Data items
+ + +

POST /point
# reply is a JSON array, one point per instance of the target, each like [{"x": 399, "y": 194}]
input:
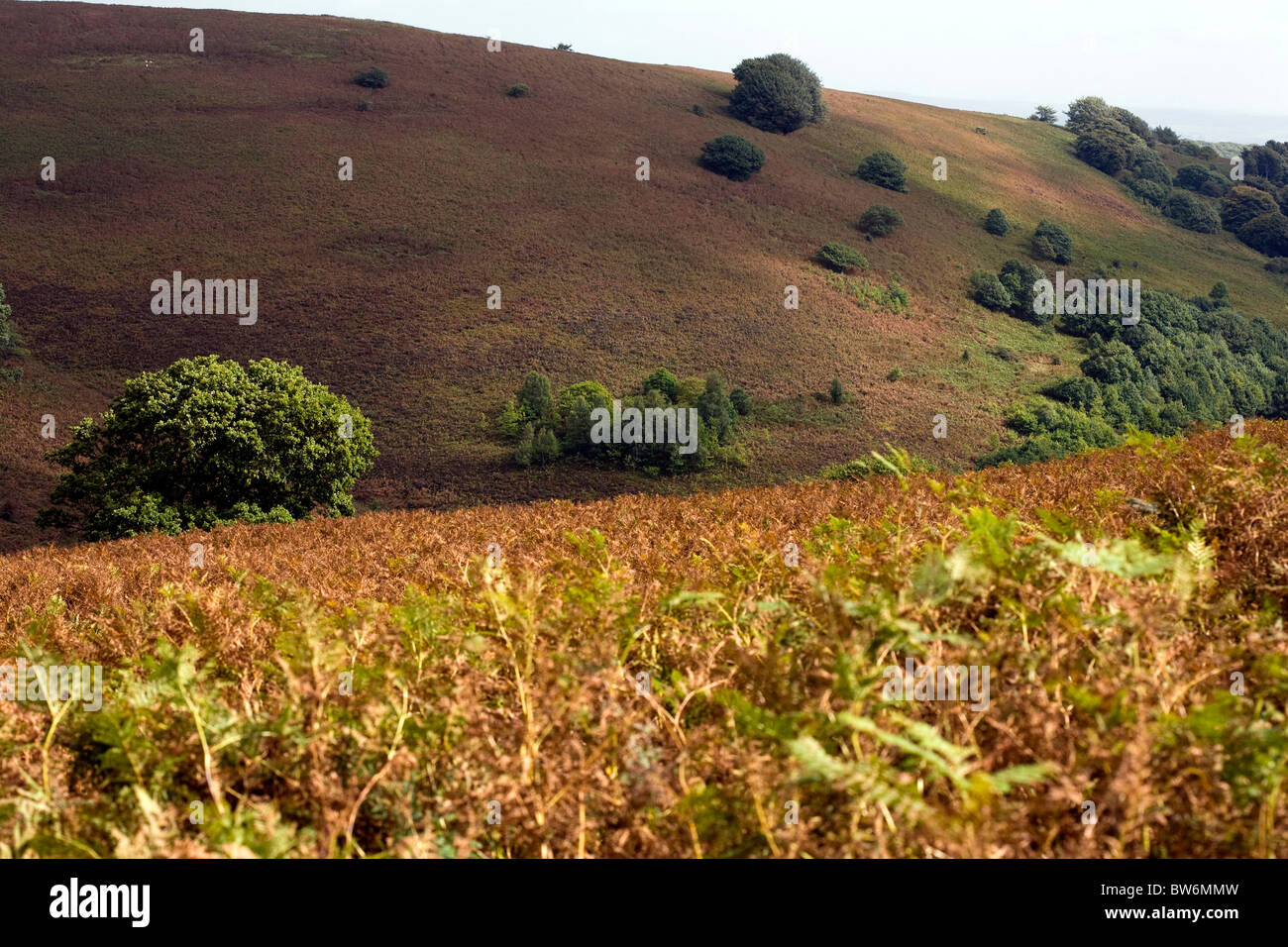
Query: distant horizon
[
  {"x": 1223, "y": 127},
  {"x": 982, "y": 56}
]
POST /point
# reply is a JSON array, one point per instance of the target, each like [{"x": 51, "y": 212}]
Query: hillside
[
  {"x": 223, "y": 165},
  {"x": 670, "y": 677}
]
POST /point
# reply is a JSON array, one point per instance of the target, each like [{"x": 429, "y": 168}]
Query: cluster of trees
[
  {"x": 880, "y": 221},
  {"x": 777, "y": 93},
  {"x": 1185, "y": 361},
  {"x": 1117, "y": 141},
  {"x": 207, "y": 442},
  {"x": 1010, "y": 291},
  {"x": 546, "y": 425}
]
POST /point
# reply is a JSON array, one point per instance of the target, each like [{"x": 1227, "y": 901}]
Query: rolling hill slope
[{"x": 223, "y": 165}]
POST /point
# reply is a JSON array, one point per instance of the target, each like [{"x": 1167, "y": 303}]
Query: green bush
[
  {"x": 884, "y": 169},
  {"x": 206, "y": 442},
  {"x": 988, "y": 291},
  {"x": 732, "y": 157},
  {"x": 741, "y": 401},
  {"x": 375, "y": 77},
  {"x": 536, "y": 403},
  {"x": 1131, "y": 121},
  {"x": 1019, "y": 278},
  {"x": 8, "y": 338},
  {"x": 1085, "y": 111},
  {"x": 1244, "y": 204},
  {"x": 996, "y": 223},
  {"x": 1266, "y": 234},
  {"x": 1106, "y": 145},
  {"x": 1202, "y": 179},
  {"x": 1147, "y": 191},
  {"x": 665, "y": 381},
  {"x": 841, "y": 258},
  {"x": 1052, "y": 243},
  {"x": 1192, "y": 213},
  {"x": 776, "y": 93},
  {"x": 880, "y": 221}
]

+ + +

*To do*
Among the lines above, show every one that contains the string "target".

*Reply*
# reply is a JSON array, one point per instance of the target, each like [{"x": 399, "y": 194}]
# reply is a JSON array, one point per instance of the target, each like [{"x": 51, "y": 212}]
# reply is a JSON array, one point per instance of the target, each like [{"x": 429, "y": 168}]
# reply is a JSON array, one point per instance of the target, each like [{"x": 1227, "y": 901}]
# reply is a JSON array, one point per instance of the target, each like [{"x": 1167, "y": 303}]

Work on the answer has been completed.